● **WRITTEN EXERCISE**
Write out the listing beneath this instruction in its entirety, exactly as it reads.

Saved entries
════════════════════

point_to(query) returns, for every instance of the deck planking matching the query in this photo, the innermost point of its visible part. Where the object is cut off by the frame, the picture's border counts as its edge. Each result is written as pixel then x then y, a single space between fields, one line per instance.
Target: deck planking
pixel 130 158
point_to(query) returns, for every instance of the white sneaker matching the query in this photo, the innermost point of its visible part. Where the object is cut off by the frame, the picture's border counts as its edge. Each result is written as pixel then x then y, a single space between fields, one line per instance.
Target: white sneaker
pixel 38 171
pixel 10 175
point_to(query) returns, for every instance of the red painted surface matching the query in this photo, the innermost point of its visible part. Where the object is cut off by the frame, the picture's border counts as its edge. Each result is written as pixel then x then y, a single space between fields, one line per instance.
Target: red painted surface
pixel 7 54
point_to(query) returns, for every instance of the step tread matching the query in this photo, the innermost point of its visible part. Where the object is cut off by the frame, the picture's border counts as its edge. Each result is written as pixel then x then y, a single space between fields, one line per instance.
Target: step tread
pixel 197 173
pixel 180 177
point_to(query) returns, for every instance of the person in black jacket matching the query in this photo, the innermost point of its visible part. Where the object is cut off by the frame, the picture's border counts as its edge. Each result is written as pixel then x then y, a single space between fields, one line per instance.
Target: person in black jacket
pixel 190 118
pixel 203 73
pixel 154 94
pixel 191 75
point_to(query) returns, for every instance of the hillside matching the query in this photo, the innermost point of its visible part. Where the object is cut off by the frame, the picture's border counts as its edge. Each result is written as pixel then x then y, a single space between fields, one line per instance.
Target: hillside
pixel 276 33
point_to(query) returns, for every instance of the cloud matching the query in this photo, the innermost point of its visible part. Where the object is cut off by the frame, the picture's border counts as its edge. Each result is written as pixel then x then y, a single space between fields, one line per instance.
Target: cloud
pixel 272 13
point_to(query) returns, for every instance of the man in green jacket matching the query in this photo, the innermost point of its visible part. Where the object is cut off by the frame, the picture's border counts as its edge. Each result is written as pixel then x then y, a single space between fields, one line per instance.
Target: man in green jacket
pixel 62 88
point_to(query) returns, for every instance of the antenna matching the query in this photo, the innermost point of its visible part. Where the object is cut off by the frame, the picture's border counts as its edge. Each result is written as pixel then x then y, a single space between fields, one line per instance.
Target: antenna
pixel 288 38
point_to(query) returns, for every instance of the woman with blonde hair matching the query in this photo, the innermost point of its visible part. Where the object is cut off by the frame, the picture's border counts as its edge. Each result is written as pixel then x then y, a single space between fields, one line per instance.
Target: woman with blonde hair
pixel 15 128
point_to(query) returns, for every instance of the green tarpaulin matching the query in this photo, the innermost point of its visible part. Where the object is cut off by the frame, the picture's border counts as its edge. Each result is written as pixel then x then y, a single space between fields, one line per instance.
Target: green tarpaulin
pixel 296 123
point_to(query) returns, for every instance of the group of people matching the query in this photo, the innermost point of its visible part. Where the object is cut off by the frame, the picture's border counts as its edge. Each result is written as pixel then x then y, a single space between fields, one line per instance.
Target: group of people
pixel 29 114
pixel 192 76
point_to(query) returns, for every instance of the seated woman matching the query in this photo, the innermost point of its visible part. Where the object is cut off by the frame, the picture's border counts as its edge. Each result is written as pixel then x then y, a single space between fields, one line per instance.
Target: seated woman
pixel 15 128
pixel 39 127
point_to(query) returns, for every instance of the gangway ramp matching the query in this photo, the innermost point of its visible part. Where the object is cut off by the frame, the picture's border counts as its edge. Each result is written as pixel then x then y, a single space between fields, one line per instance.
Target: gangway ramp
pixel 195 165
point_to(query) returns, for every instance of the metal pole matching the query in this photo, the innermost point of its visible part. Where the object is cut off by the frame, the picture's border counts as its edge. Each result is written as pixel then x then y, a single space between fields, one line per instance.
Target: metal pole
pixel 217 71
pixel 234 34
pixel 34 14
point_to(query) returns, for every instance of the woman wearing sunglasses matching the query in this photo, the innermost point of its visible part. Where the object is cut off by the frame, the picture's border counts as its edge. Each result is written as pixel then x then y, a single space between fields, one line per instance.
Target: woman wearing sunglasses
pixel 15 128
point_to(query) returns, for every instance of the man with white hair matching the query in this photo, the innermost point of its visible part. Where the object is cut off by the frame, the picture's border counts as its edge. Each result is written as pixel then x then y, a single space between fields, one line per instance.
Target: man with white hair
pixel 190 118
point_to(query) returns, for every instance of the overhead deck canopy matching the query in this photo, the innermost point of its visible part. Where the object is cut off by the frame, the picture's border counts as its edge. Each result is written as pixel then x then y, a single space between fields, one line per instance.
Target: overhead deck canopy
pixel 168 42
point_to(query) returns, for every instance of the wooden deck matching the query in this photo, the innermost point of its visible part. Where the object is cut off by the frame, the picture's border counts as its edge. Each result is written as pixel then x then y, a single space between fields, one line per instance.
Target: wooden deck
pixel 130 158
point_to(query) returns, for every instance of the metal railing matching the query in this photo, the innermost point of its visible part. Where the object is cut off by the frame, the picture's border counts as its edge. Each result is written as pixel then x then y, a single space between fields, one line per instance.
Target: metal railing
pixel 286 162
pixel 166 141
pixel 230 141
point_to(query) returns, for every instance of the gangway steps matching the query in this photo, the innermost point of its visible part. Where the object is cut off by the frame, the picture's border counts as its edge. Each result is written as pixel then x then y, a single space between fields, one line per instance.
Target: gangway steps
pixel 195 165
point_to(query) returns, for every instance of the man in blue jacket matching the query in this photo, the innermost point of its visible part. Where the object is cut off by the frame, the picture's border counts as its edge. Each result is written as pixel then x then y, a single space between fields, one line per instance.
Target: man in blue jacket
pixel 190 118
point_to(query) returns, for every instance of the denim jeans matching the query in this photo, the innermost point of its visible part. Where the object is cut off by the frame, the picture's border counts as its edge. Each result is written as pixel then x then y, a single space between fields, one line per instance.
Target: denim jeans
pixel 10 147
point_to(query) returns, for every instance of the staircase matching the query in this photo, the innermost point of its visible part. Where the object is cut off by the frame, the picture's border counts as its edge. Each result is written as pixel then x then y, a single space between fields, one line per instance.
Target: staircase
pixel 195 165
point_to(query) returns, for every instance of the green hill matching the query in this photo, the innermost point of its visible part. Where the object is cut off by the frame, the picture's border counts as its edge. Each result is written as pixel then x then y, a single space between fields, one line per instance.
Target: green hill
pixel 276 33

════════════════════

● **SOLVED EXERCISE**
point_to(query) returns, for every instance of the deck planking matching the query in this photo, the innermost point of its visible part. Where the object is cut off by the frame, the picture's border counts as its edge. Each result is written as pixel then x then y, a single space between fields, one line per instance.
Target: deck planking
pixel 130 158
point_to(query) returns, for every instance of the white sneaker matching the query in this photo, the innermost point of its visible part. Where the object is cut off by the frame, the picture's border counts as its edge. Each result is written as pixel then x then y, a single space between fields, one line per instance.
Target: white sneaker
pixel 38 171
pixel 10 175
point_to(query) returns, for every instance of the red painted surface matching the query in this photo, the innermost point of its visible part. Where the object is cut off by the frame, the picture's border counts as its edge. Each result is written as pixel then x then y, a single space between fields, one line per instance.
Target: red painted surface
pixel 7 54
point_to(query) returns, for every instance of the step tread matching the query in this photo, the innermost point of its visible part. Where the object is cut off by the frame, the picture's border counts as its edge. Each result is written as pixel then x then y, a single space between fields, one line per instance.
Target: step tread
pixel 197 173
pixel 180 177
point_to(query) returns, for every instance of the person in black jacket matching the query in this photo, the innermost point of its visible part. Where the object is cut off by the frame, the picture's border counts as its edge. Each result is written as pixel then x then y, a single space between fields, one line per instance.
Target: person in black jacket
pixel 190 118
pixel 203 73
pixel 154 94
pixel 191 75
point_to(query) returns, for every instance of the hillside matching the query in this photo, the innermost point of its visible part. Where the object is cut off by the frame, the picture's border counts as its edge. Each result is written as pixel then x then y, a single space between fields, one line per instance.
Target: hillside
pixel 276 33
point_to(query) returns, for every instance of the cloud matching the query in this photo, the innermost point of its visible part. Where the object is cut off by the frame, the picture's border counts as its edge. Each result is written as pixel then x then y, a single space between fields, one line per instance.
Target: cloud
pixel 272 13
point_to(query) returns, for every instance of the man in green jacket matching the query in this photo, the innermost point of its visible part. Where the object is cut off by the frame, the picture's border counts as its edge. Each result is written as pixel then x then y, a single space between fields, one line per instance.
Target: man in green jacket
pixel 62 88
point_to(query) returns, for every instance of the antenna matching the query in this photo, the innermost point of its visible part. Where the object is cut off by the frame, the picture's border counts as its edge. Each result is written as pixel then x then y, a single space between fields, one line per instance.
Target: antenna
pixel 288 38
point_to(query) returns, for every instance of the woman with blonde hair matching the query in this photo, the innermost point of its visible part. Where the object is cut off by the frame, the picture's border counts as its edge. Each result is written as pixel then x then y, a single space between fields, one line per instance.
Target: woman with blonde hair
pixel 15 128
point_to(query) returns, for every instance of the green tarpaulin matching the query in this photo, the innermost point of its visible part. Where the object is cut off by the frame, the picture's border counts as its edge. Each result is written as pixel then x then y, a single space between fields, one line per instance.
Target: green tarpaulin
pixel 296 123
point_to(query) returns, for every instance of the group of people matching the query in this photo, the innermost point of its visible part. Where the object is cut off by the frame, the picture's border counts as its edge. Each result is written as pixel then x then y, a single space between fields, one line per instance.
Target: group of people
pixel 29 114
pixel 192 76
point_to(query) returns, for every instance of the seated woman matching the query in this photo, the innermost point of its visible part. Where the object is cut off by the frame, the picture's border counts as its edge. Each result is written as pixel then x then y, a single space between fields, one line per instance.
Target: seated woman
pixel 15 128
pixel 39 127
point_to(query) returns, for every instance of the gangway ramp matching the query in this photo, the innermost point of its visible part. Where the object is cut off by the frame, the picture's border counts as its edge. Each result is written as pixel then x then y, a single space between fields, one line per instance.
Target: gangway ramp
pixel 195 165
point_to(query) returns, for every instance of the metal pole matching the query in this photo, the innermost point of its visible part. Where the object is cut off by the frame, the picture's border counts as its edge. Each result is written as pixel then x then y, a single space between fields, one line per instance.
Target: metal pole
pixel 217 71
pixel 234 34
pixel 34 14
point_to(query) returns, for every instance of the woman wearing sunglasses matching the query in this photo, the innermost point of its visible part. Where the object is cut off by the frame, the picture's border counts as its edge. Each result is written as pixel then x then y, a single space between fields, one line per instance.
Target: woman wearing sunglasses
pixel 15 128
point_to(query) returns, for every instance of the man with white hair matching the query in this photo, the innermost point of its visible part. Where the object is cut off by the frame, the picture's border counts as its edge. Each result is written as pixel then x then y, a single space between fields, one line per instance.
Target: man with white hair
pixel 190 118
point_to(query) returns, for every instance of the overhead deck canopy matching the query in this photo, the innermost point of its visible part. Where the object is cut off by the frame, the picture's border counts as its edge. Each result is written as pixel then x then y, a single space between fields, one line per instance.
Target: overhead deck canopy
pixel 168 42
point_to(query) returns, for every instance of the wooden deck matching the query in this photo, the innermost point of its visible part. Where the object is cut off by the frame, the picture's border counts as its edge. Each result is written as pixel then x then y, a single space between fields, one line per instance.
Target: wooden deck
pixel 130 158
point_to(query) returns, for every instance of the metal railing matching the query in this photo, the innermost point of its visible part. Where the object is cut off by the frame, the picture's border counts as its edge. Each result is written as pixel then x then y, a single space between fields, one line per instance.
Target: metal railing
pixel 286 162
pixel 166 141
pixel 230 141
point_to(query) returns, for every instance of the gangway steps matching the query in this photo, the innermost point of its visible part. Where the object is cut off by the frame, the picture's border counts as its edge. Each result is written as pixel then x then y, a single space between fields, one line per instance.
Target: gangway steps
pixel 195 165
point_to(query) returns, for every instance of the man in blue jacket matching the query in this photo, the innermost point of its visible part. Where the object is cut off by the frame, the picture's border counts as its edge. Each result is written as pixel then x then y, a single space between fields, one line per instance.
Target: man in blue jacket
pixel 190 118
point_to(query) returns, for every instance of the denim jeans matching the query in this photo, the innermost point of its visible part. Where the object is cut off by the frame, the picture's border counts as its edge. Each result is written as pixel then x then y, a single space between fields, one line per instance.
Target: denim jeans
pixel 10 147
point_to(query) returns, for every instance of the staircase matching the query in this photo, the innermost point of its visible part. Where the object is cut off by the frame, the picture's border counts as its edge. Each result is written as pixel then x then y, a single space between fields, one line per instance.
Target: staircase
pixel 195 165
point_to(query) returns, for every instance of the green hill matching the query in this photo, the innermost point of its visible part. Where the object is cut off by the frame, the picture's border counts as its edge. Each result is written as pixel then x then y, a single space between fields, one line per instance.
Target: green hill
pixel 276 33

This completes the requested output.